WHAT YOU WILL DO → Provide the data again exactly, including every line that follows.

DATA IN THIS EXERCISE →
----------
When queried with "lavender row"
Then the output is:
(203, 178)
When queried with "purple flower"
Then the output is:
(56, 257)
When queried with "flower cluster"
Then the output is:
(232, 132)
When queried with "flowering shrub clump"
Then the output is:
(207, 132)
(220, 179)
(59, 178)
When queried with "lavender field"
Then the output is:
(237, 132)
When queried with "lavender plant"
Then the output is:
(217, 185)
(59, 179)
----------
RESULT BELOW →
When queried with "lavender row"
Then the output is:
(203, 178)
When queried with "purple flower"
Then the output is:
(56, 257)
When queried with "flower cluster"
Then the output is:
(232, 132)
When queried with "flowering shrub clump"
Then the output is:
(207, 132)
(220, 179)
(59, 178)
When queried with "lavender field"
Then the output is:
(237, 132)
When queried with "lavender plant"
Then the output is:
(217, 185)
(59, 179)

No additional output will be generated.